Matthews, Ann
Dissidents
€19.99
Exposes the role and experiences of the women within the Republican movement and their impact on the political landscape from 1923 to 1941.
Thank you for your interest in this title. Please note that this book is printed to order, with a standard delivery time of 7-14 days. However, we understand that you may require your book sooner. If this is the case, kindly contact our customer service team at info@mercierpress.ie, and we will make every effort to expedite your order and ensure a timely delivery
Description
During the War of Independence around 10,000 Irish women were actively involved in the fight for Irish freedom. So why, with the outbreak of Civil War and in the years following this conflict, did the role of women in Irish politics steadily decline until by the early 1940s only a handful of women were involved?
Dissidents explores the reasons for this decline. From the divisions caused by the signing of the Anglo-Irish Treaty, which led to a fatal splintering of the women's Republican organisation Cumann na mBan, through the effects of internment during the Civil War on female prisoners and the relegation of the majority of women in Irish politics to the margins, Ann Matthews reveals the story of Republican women in the years following Irish independence. She also asks whether they were responsible for their own demise in the political arena, leaving future generations of Irish women without a foundation on which to build.
Extract:
Introduction:
Dissidents explores how, twenty years after the War of Independence in Ireland, more than 10,000 women who had been active during that conflict has completely disappeared from the political landscape. In particular, Cumann na mBan was an active and visible part of the struggle for independence, playing a major role in communications and the transport of arms. Moreover, figures such as Jennie Wyse-Power and Hanna Sheehy Skeffington were actively involved in Sinn Féin, the main republican party. Yet by the early 1940s women had all but disappeared from the Irish political process.
The first steps towards the disintegration of female participation in the political process began during the debates on the Anglo-Irish Treaty in Dáil Éireann. With the defeat of the anti-Treaty side in the Dáil, the women involved in Sinn Féin and Cumann na mBan divided into three sections: pro-Treaty, anti-Treaty and neutral, with the neutrals comprising the majority. Cumann na mBan re-formed as an anti-Treaty organisation and changed its constitution. By May 1922 it had 133 branches- a significant drop from the 838 recorded in July 1921.
In January 1922 Séan T. OKelly founded the Cumann na Poblachta political party, the purpose of which was to oppose the Irish Free State. By July the Irish Republican Army (IRA), with Cumann na mBan, has instigated physical oppostion to the Irish Free State, with Cumann na Poblachta representing the political section of a new Republcan triad whose remit was to oppose by arms the democractically elected Irish Free State government. This triad positioned Éamon de Valera as its figurehead and its opposition culminated in a civil war, which began in July 1922, lasted for nine months and was essentially a period of ferocious bloodletting.

★ ★ ★ ★

Objective a
Reproduce the records from the line with "Target: stadium lights" through the end of the records, swapping "wristband" for "armband" and changing nothing else. Leave the pictures out of your answer.

★ ★ ★ ★

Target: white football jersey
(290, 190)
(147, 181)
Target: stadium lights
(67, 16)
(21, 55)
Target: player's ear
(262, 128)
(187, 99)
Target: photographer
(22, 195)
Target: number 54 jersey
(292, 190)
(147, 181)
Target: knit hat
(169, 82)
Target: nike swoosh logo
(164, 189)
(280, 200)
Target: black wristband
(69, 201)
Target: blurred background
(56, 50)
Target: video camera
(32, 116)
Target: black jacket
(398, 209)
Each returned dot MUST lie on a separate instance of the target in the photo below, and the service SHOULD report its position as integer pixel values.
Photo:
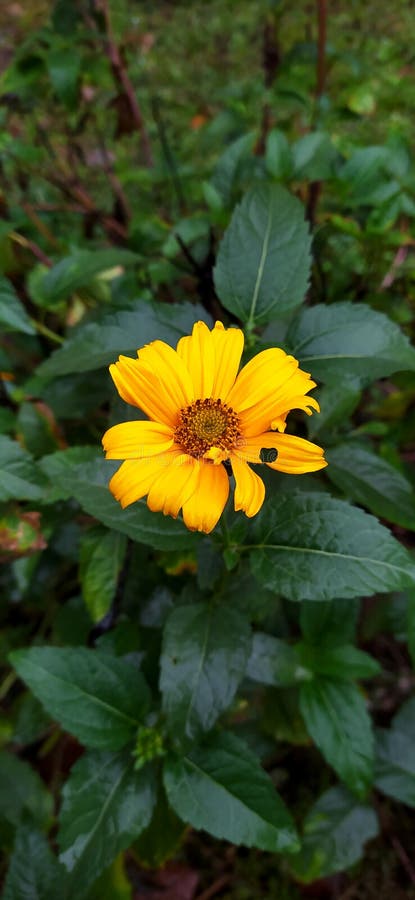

★ ★ ★ ★

Objective b
Transcribe the passage of the book page on Dissidents from "Matthews, Ann" to "1923 to 1941.".

Task solution a
Target: stadium lights
(67, 16)
(21, 55)
Target: player's ear
(262, 128)
(187, 99)
Target: photographer
(22, 195)
Target: number 54 jersey
(292, 190)
(147, 181)
Target: knit hat
(169, 82)
Target: nike swoosh logo
(164, 189)
(280, 200)
Target: black armband
(69, 201)
Target: blurred background
(56, 50)
Target: video camera
(32, 116)
Target: black jacket
(398, 209)
Each returned dot MUST lie on a separate instance of the target in the photo below, and the service SHOULD report its position as integer pixel values.
Photo:

Task solution b
Matthews, Ann
Dissidents
€19.99
Exposes the role and experiences of the women within the Republican movement and their impact on the political landscape from 1923 to 1941.